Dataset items
· · · · · · ·
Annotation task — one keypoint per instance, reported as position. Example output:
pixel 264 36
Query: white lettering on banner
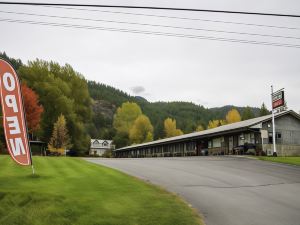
pixel 10 101
pixel 17 146
pixel 10 86
pixel 13 123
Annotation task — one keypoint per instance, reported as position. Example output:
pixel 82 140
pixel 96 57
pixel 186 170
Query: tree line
pixel 61 110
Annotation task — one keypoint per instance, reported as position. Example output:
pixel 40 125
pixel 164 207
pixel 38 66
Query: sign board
pixel 278 99
pixel 264 133
pixel 14 123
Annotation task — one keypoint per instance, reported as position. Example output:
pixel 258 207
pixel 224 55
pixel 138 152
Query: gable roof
pixel 242 125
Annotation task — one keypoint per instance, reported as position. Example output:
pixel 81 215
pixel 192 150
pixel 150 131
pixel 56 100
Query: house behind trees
pixel 99 147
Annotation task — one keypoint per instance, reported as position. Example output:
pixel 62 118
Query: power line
pixel 151 25
pixel 151 8
pixel 175 17
pixel 75 26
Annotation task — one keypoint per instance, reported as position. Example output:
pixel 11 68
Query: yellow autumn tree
pixel 141 131
pixel 170 128
pixel 233 116
pixel 213 124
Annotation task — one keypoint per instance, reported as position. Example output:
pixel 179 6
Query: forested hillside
pixel 90 109
pixel 187 114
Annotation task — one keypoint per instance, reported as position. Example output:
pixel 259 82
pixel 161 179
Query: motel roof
pixel 238 126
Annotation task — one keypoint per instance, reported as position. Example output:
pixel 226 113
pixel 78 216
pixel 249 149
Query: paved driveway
pixel 226 190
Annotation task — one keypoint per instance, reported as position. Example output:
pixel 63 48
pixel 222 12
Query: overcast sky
pixel 210 73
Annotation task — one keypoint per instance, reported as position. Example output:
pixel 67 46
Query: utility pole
pixel 273 125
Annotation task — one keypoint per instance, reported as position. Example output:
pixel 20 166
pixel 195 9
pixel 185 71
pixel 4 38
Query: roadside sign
pixel 278 99
pixel 14 123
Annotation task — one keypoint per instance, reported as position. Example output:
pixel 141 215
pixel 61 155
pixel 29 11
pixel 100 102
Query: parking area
pixel 226 190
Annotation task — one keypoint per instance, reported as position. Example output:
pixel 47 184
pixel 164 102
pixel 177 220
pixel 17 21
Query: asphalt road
pixel 225 190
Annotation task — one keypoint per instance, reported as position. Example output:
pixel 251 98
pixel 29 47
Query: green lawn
pixel 71 191
pixel 287 160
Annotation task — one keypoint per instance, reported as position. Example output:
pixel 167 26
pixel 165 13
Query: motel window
pixel 270 138
pixel 217 142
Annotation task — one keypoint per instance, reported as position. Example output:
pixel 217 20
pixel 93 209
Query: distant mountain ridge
pixel 187 114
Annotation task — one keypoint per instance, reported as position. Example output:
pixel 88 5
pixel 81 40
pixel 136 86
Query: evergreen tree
pixel 199 128
pixel 141 131
pixel 123 122
pixel 60 139
pixel 32 108
pixel 170 128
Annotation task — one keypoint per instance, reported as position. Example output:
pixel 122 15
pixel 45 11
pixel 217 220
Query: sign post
· · · · · · ·
Repeat the material above in full and exactly, apart from the pictures.

OUTPUT OF THE EXERCISE:
Annotation task — one keypoint per instance, reported as position. Example output:
pixel 264 36
Query: white lettering on banner
pixel 10 101
pixel 17 146
pixel 10 86
pixel 13 123
Annotation task — one keypoint per instance, reported as position. Example output:
pixel 82 140
pixel 96 57
pixel 186 170
Query: tree line
pixel 61 110
Annotation task — one keypoint per instance, reported as position. Example output:
pixel 40 125
pixel 164 207
pixel 38 66
Query: sign board
pixel 278 99
pixel 264 133
pixel 14 123
Annotation task — one keypoint per instance, reported as position. Example output:
pixel 258 207
pixel 224 55
pixel 138 152
Query: gable roof
pixel 242 125
Annotation task — one keypoint per instance, reported as position. Example output:
pixel 81 215
pixel 192 150
pixel 150 131
pixel 56 100
Query: house behind trees
pixel 99 147
Annotation task — one keypoint per instance, reported as position. Example output:
pixel 62 118
Query: power line
pixel 151 25
pixel 151 8
pixel 175 17
pixel 75 26
Annotation task — one keypoint per instance, reported as position. Example output:
pixel 11 68
Query: yellow autumn tree
pixel 141 131
pixel 170 128
pixel 233 116
pixel 213 124
Annotation task — one keypoint per instance, reported as position. Example output:
pixel 179 6
Query: forested hillside
pixel 90 109
pixel 187 114
Annotation task — one keypoint per instance, reported as position. Example output:
pixel 259 82
pixel 161 179
Query: motel roof
pixel 238 126
Annotation task — one keypoint per instance, reported as position. Example output:
pixel 226 113
pixel 78 216
pixel 249 149
Query: paved driveway
pixel 226 190
Annotation task — one keypoint per instance, reported as position. Example output:
pixel 63 48
pixel 222 12
Query: overcast sky
pixel 210 73
Annotation task — one keypoint per instance, reported as position. Example output:
pixel 67 46
Query: utility pole
pixel 273 125
Annotation task — one keypoint per instance, reported as position. Example output:
pixel 20 166
pixel 195 9
pixel 185 71
pixel 4 38
Query: roadside sign
pixel 278 99
pixel 14 123
Annotation task — one keypoint per instance, reported as position. Example output:
pixel 141 215
pixel 61 155
pixel 29 11
pixel 100 102
Query: parking area
pixel 226 190
Annotation task — one keypoint per instance, reported as position. Example output:
pixel 47 184
pixel 164 102
pixel 177 220
pixel 17 21
Query: asphalt road
pixel 225 190
Annotation task — one keypoint per instance, reported as position. Example output:
pixel 251 98
pixel 29 47
Query: green lawn
pixel 71 191
pixel 287 160
Annotation task — one keypoint per instance, reported as position. Example output:
pixel 167 26
pixel 165 13
Query: motel window
pixel 270 138
pixel 217 142
Annotation task — one keypoint per instance, reported as position. Example output:
pixel 217 20
pixel 93 209
Query: distant mountain ridge
pixel 187 114
Annotation task — one keypoint per instance, reported as position. Example output:
pixel 88 5
pixel 81 40
pixel 136 86
Query: evergreen tree
pixel 199 128
pixel 141 131
pixel 123 122
pixel 60 139
pixel 32 108
pixel 170 128
Annotation task — one keypoint per instance, reported as position. Example output:
pixel 122 15
pixel 45 11
pixel 217 220
Query: sign post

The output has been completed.